Auction Fever
The neuroscience of overbidding at luxury auctions
If you've watched a watch, handbag, or contemporary-art lot go into the stratosphere, there's a brain story: an fMRI study of auctions found that social competition and the prospect of losing can drive striatal responses, with greater overbidding correlated with the magnitude of this response. The winner's curse is a reward-circuit phenomenon, not merely irrationality.
The Competitive Brain
The striatum—part of the brain's reward circuitry—responds not just to winning but to the threat of losing. In competitive bidding, the brain treats losing the auction as a loss to be avoided, which can drive bids higher than rational valuation would suggest.
This explains why auction prices often exceed gallery prices for the same work. The competitive context activates neural systems that gallery purchases don't. Auction houses understand this intuitively; neuroscience explains the mechanism.

- Data records -
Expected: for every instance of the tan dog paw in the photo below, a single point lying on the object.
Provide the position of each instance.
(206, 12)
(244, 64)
* * *
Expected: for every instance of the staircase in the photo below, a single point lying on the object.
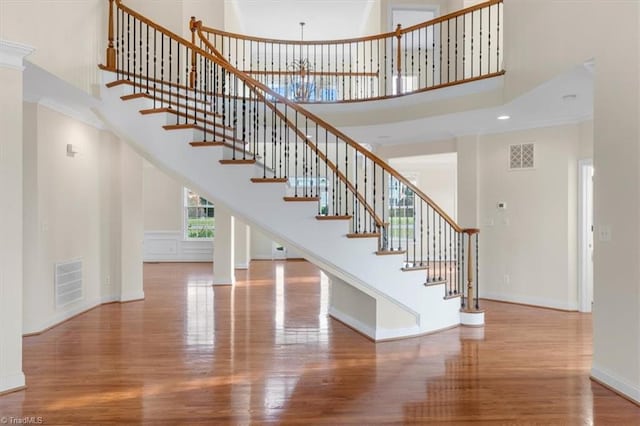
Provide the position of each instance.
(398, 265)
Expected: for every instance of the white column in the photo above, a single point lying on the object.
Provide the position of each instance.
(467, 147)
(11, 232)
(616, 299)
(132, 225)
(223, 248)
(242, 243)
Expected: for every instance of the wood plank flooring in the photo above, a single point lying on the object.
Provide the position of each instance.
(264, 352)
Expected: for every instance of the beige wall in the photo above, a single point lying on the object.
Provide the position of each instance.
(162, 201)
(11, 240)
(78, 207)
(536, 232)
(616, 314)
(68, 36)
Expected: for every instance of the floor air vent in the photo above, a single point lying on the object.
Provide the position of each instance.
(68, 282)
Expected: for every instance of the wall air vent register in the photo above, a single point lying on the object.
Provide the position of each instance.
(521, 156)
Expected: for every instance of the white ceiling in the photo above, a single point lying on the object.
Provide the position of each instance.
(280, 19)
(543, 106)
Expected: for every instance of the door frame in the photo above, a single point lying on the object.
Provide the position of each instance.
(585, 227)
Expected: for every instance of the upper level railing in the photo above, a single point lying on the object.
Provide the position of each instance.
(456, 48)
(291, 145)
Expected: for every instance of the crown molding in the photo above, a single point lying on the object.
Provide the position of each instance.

- Work instructions -
In the auction fever text above, what does the striatum respond to besides winning?

- Written solution -
The threat of losing.